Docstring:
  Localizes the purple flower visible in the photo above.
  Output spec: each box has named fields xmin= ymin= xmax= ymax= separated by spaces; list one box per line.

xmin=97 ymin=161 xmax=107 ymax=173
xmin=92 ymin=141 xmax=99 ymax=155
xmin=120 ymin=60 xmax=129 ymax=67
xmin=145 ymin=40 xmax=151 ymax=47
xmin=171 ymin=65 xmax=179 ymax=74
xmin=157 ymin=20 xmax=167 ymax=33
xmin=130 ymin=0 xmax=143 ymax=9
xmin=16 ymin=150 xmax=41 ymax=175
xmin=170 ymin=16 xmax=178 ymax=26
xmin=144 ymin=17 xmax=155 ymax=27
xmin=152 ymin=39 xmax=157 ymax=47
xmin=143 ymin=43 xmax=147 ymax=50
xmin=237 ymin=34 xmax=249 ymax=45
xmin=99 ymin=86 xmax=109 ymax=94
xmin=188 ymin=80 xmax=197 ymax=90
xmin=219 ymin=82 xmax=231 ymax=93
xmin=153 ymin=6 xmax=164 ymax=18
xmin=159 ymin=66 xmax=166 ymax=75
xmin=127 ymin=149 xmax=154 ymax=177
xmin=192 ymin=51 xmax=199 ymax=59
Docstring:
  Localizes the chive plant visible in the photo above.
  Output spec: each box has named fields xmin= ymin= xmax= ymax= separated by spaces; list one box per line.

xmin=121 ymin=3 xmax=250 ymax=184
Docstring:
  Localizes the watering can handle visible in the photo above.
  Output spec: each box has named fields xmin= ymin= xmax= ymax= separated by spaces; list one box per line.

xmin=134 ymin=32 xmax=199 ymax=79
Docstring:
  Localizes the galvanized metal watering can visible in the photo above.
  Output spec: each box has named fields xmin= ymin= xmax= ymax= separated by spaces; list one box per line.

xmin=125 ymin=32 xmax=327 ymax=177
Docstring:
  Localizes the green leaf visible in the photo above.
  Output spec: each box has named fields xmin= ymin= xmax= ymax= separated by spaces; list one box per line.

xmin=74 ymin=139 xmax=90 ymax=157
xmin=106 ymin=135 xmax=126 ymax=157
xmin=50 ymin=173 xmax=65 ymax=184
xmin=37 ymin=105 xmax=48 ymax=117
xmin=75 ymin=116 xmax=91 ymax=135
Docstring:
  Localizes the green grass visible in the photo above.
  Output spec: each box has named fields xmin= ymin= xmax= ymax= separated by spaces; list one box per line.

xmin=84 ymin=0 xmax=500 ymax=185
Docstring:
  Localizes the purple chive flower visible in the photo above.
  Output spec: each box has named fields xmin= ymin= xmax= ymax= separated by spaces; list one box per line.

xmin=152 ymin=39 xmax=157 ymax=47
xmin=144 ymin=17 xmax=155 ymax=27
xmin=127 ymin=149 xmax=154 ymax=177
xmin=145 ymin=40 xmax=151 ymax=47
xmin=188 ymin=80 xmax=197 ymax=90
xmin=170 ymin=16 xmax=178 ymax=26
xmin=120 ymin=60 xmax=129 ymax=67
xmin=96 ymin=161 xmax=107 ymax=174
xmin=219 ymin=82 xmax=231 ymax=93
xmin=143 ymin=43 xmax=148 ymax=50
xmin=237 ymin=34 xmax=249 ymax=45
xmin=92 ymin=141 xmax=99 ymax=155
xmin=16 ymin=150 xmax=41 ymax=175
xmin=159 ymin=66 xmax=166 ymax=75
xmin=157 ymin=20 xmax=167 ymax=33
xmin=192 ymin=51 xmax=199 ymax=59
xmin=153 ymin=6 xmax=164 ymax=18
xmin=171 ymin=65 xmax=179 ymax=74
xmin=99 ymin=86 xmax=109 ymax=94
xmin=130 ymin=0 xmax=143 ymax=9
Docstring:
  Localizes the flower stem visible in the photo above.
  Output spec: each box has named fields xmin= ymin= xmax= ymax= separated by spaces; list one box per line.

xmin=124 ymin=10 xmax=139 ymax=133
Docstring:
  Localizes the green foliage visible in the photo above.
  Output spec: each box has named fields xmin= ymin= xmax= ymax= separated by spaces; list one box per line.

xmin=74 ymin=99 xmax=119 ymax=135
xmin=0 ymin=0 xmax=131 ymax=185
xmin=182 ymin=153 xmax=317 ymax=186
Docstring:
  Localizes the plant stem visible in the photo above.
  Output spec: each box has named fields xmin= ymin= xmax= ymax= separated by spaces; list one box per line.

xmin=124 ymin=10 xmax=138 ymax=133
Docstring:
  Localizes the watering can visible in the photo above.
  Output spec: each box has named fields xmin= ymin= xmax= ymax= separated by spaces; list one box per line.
▬▬▬
What lines above hold the word "stem"? Pull each one out.

Answer section:
  Localizes the flower stem visible in the photo above.
  Localizes the plant stem visible in the photo above.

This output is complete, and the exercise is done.